__SOURCE RECORDS__
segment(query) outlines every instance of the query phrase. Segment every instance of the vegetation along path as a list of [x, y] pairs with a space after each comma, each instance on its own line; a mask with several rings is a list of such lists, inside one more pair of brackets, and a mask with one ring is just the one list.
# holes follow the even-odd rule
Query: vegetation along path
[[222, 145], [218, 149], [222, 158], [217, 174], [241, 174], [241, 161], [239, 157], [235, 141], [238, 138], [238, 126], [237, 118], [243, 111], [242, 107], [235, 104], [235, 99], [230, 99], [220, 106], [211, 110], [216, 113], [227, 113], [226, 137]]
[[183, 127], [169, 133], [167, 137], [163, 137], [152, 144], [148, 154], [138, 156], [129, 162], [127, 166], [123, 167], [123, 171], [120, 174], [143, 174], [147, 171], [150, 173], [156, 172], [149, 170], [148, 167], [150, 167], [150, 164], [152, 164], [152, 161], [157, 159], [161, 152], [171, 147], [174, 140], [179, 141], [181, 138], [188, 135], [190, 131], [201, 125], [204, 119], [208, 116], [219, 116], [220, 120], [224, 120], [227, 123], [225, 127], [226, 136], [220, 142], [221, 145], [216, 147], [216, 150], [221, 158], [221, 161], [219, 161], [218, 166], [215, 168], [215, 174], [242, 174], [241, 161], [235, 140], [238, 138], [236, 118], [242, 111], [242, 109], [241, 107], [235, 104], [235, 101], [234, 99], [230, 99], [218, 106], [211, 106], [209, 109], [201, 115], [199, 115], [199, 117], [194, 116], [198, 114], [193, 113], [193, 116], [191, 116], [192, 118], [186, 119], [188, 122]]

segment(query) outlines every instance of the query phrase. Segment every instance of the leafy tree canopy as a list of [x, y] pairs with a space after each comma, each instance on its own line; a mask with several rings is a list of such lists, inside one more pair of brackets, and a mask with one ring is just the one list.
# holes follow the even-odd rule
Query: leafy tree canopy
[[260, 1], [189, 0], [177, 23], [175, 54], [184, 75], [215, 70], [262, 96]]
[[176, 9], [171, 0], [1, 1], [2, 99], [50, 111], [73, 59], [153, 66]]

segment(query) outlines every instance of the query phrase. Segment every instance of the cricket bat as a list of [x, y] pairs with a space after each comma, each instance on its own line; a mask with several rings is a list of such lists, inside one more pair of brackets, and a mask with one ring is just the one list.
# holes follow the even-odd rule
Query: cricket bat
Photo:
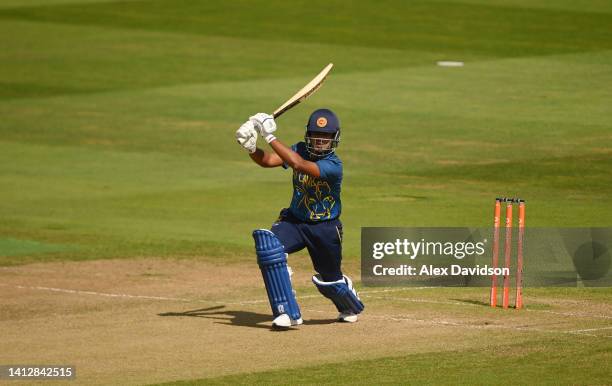
[[274, 110], [274, 112], [272, 113], [272, 116], [274, 118], [280, 117], [285, 111], [291, 109], [292, 107], [302, 102], [304, 99], [314, 94], [314, 92], [317, 91], [321, 87], [321, 85], [323, 84], [323, 81], [325, 80], [325, 78], [327, 77], [327, 74], [329, 74], [333, 66], [334, 66], [333, 63], [330, 63], [327, 66], [325, 66], [325, 68], [321, 72], [319, 72], [319, 74], [315, 76], [310, 82], [308, 82], [306, 86], [302, 87], [302, 89], [298, 91], [297, 93], [295, 93], [294, 96], [289, 98], [279, 108]]

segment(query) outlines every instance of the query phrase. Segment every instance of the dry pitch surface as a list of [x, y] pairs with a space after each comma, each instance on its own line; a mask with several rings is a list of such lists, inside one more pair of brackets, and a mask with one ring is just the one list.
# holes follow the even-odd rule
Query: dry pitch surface
[[[363, 288], [356, 324], [293, 259], [304, 325], [270, 328], [253, 264], [101, 260], [0, 268], [0, 363], [70, 364], [80, 382], [142, 384], [565, 336], [612, 339], [612, 305], [526, 294], [524, 311], [492, 310], [486, 288]], [[355, 267], [348, 267], [356, 272]], [[270, 356], [270, 352], [277, 355]], [[281, 355], [286, 352], [290, 355]]]

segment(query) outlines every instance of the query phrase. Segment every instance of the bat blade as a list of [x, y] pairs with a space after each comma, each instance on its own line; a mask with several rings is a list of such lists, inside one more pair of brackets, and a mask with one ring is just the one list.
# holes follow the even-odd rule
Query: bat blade
[[285, 111], [289, 110], [293, 106], [297, 105], [298, 103], [302, 102], [304, 99], [314, 94], [314, 92], [317, 91], [321, 87], [321, 85], [323, 84], [323, 81], [325, 80], [325, 78], [327, 77], [327, 74], [329, 74], [333, 66], [334, 66], [333, 63], [330, 63], [327, 66], [325, 66], [325, 68], [321, 70], [321, 72], [317, 76], [315, 76], [310, 82], [308, 82], [306, 86], [302, 87], [302, 89], [298, 91], [297, 93], [295, 93], [294, 96], [289, 98], [279, 108], [274, 110], [274, 112], [272, 113], [272, 116], [274, 116], [274, 118], [280, 117]]

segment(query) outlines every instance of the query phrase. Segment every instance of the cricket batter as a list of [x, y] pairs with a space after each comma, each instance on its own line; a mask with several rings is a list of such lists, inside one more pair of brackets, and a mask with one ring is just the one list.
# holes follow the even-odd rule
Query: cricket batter
[[[335, 153], [340, 142], [340, 122], [328, 110], [313, 112], [303, 142], [288, 147], [275, 136], [274, 117], [258, 113], [236, 131], [238, 143], [259, 166], [293, 169], [293, 198], [280, 212], [271, 230], [253, 232], [257, 262], [272, 306], [275, 327], [302, 324], [300, 308], [291, 285], [287, 255], [307, 248], [316, 275], [312, 282], [329, 298], [339, 321], [356, 322], [364, 305], [353, 283], [342, 274], [342, 223], [340, 222], [342, 162]], [[257, 147], [257, 136], [274, 152]]]

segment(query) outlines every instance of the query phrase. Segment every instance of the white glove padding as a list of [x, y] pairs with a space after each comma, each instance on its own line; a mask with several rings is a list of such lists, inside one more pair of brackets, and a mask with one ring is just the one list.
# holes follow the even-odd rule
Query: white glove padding
[[274, 122], [274, 117], [270, 114], [266, 113], [257, 113], [249, 118], [251, 122], [255, 125], [259, 134], [266, 140], [266, 142], [270, 143], [276, 139], [276, 137], [272, 134], [276, 131], [276, 122]]
[[255, 153], [255, 150], [257, 150], [257, 131], [253, 122], [246, 121], [236, 130], [236, 141], [249, 153]]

__TASK OBJECTIVE__
Turn the items above into a numbered list, one line per entry, with blank lines dropped. Leave out the pictures.

__EXPECTED ANSWER__
1. segment(query) outlines every instance of the query phrase. Segment every instance of the vegetation along path as a list of [x, y] pairs with a space after each comma, each instance on its own line; a mask with several rings is a list of such lists, inside one more pair of brackets, and a mask with one ring is just the one list.
2. # holes follow the even-odd rule
3. Query: vegetation along path
4. [[222, 145], [218, 149], [222, 158], [217, 174], [241, 174], [241, 161], [239, 157], [235, 141], [238, 138], [238, 126], [237, 118], [243, 111], [242, 107], [235, 104], [235, 99], [230, 99], [220, 106], [211, 110], [216, 113], [227, 113], [226, 137]]
5. [[183, 127], [169, 133], [167, 137], [163, 137], [152, 144], [148, 154], [138, 156], [129, 162], [127, 166], [123, 167], [123, 171], [120, 174], [143, 174], [147, 171], [150, 173], [156, 172], [149, 170], [148, 167], [150, 167], [150, 164], [152, 164], [152, 161], [157, 159], [161, 152], [171, 147], [174, 140], [179, 141], [181, 138], [188, 135], [190, 131], [201, 125], [204, 119], [208, 116], [219, 116], [220, 120], [224, 120], [227, 123], [225, 127], [226, 136], [220, 142], [221, 145], [216, 147], [216, 150], [221, 158], [221, 161], [219, 161], [218, 166], [215, 168], [215, 174], [242, 174], [241, 161], [235, 140], [238, 138], [236, 118], [242, 111], [242, 109], [241, 107], [235, 104], [235, 101], [234, 99], [230, 99], [218, 106], [211, 106], [209, 109], [201, 115], [199, 115], [199, 117], [194, 116], [198, 114], [193, 113], [193, 116], [191, 116], [192, 118], [186, 119], [188, 122]]
6. segment(query) outlines every instance of the query phrase. Segment every instance of the leafy tree canopy as a list of [x, y] pairs with a space after each comma, each instance on its own line; a mask with several rings is a list of such lists, inside one more pair of brackets, and a mask with one ring is just the one list.
7. # holes follow the even-odd rule
8. Query: leafy tree canopy
9. [[260, 1], [189, 0], [177, 23], [175, 54], [184, 75], [215, 70], [262, 96]]
10. [[176, 9], [171, 0], [1, 1], [2, 99], [50, 111], [73, 59], [153, 66]]
11. segment(query) outlines every instance of the query phrase. Segment every instance of the cricket bat as a list of [x, y] pairs with a space after each comma, each instance on its own line; a mask with several rings is a list of such lists, inside one more pair of brackets, and a mask with one ring is just the one list.
12. # holes follow the even-odd rule
13. Query: cricket bat
14. Photo:
15. [[274, 110], [274, 112], [272, 113], [272, 116], [274, 118], [280, 117], [285, 111], [291, 109], [292, 107], [302, 102], [304, 99], [314, 94], [314, 92], [317, 91], [321, 87], [321, 85], [323, 84], [323, 81], [325, 80], [325, 78], [327, 77], [327, 74], [329, 74], [333, 66], [334, 66], [333, 63], [330, 63], [327, 66], [325, 66], [325, 68], [321, 72], [319, 72], [319, 74], [315, 76], [310, 82], [308, 82], [306, 86], [302, 87], [302, 89], [298, 91], [297, 93], [295, 93], [294, 96], [289, 98], [279, 108]]
16. segment(query) outlines every instance of the query phrase. Segment every instance of the dry pitch surface as a list of [x, y] pairs with a space after each comma, each instance on its own line; a mask with several rings is a list of such lists, inside one more pair of brackets, and a mask with one ring is just the one list.
17. # holes follow the even-odd rule
18. Query: dry pitch surface
19. [[[363, 288], [356, 324], [293, 259], [304, 325], [270, 328], [253, 264], [101, 260], [0, 268], [0, 363], [70, 364], [80, 382], [142, 384], [565, 336], [612, 339], [612, 305], [526, 294], [524, 311], [492, 310], [486, 288]], [[355, 267], [348, 267], [356, 272]], [[270, 356], [270, 352], [277, 355]], [[281, 355], [286, 352], [290, 355]]]
20. segment(query) outlines every instance of the query phrase. Segment every instance of the bat blade as a list of [x, y] pairs with a space after each comma, each instance on its own line; a mask with several rings is a list of such lists, inside one more pair of brackets, and a mask with one ring is just the one list.
21. # holes follow the even-odd rule
22. Query: bat blade
23. [[285, 111], [289, 110], [293, 106], [297, 105], [298, 103], [302, 102], [304, 99], [314, 94], [314, 92], [317, 91], [321, 87], [321, 85], [323, 84], [323, 81], [325, 80], [325, 78], [327, 77], [327, 74], [329, 74], [333, 66], [334, 66], [333, 63], [330, 63], [327, 66], [325, 66], [325, 68], [321, 70], [321, 72], [317, 76], [315, 76], [310, 82], [308, 82], [306, 86], [302, 87], [302, 89], [298, 91], [297, 93], [295, 93], [294, 96], [289, 98], [279, 108], [274, 110], [274, 112], [272, 113], [272, 116], [274, 116], [274, 118], [280, 117]]
24. segment(query) outlines every instance of the query phrase. Segment every instance of the cricket batter as a list of [x, y] pairs with a space after each comma, each instance on its own line; a mask with several rings is a list of such lists, inside one more pair of brackets, and a mask with one ring is just the one list.
25. # holes follow the even-odd rule
26. Query: cricket batter
27. [[[335, 153], [340, 142], [340, 122], [328, 110], [313, 112], [303, 142], [288, 147], [275, 136], [274, 117], [258, 113], [236, 131], [238, 143], [259, 166], [293, 169], [293, 198], [280, 212], [271, 230], [253, 232], [257, 262], [272, 306], [275, 327], [302, 324], [300, 308], [291, 285], [287, 255], [307, 248], [316, 275], [312, 282], [329, 298], [339, 321], [356, 322], [364, 305], [353, 283], [342, 274], [342, 223], [340, 222], [342, 162]], [[257, 147], [257, 136], [274, 152]]]
28. segment(query) outlines every instance of the query phrase. Segment every instance of the white glove padding as a list of [x, y] pairs with a space after each comma, each instance on its own line; a mask with several rings is a list of such lists, inside one more pair of brackets, and a mask with one ring is just the one list.
29. # holes follow the even-odd rule
30. Query: white glove padding
31. [[274, 122], [274, 117], [270, 114], [266, 113], [257, 113], [249, 118], [251, 122], [255, 125], [259, 134], [266, 140], [266, 142], [270, 143], [276, 139], [276, 137], [272, 134], [276, 131], [276, 122]]
32. [[255, 153], [255, 150], [257, 150], [257, 131], [253, 122], [246, 121], [236, 130], [236, 141], [249, 153]]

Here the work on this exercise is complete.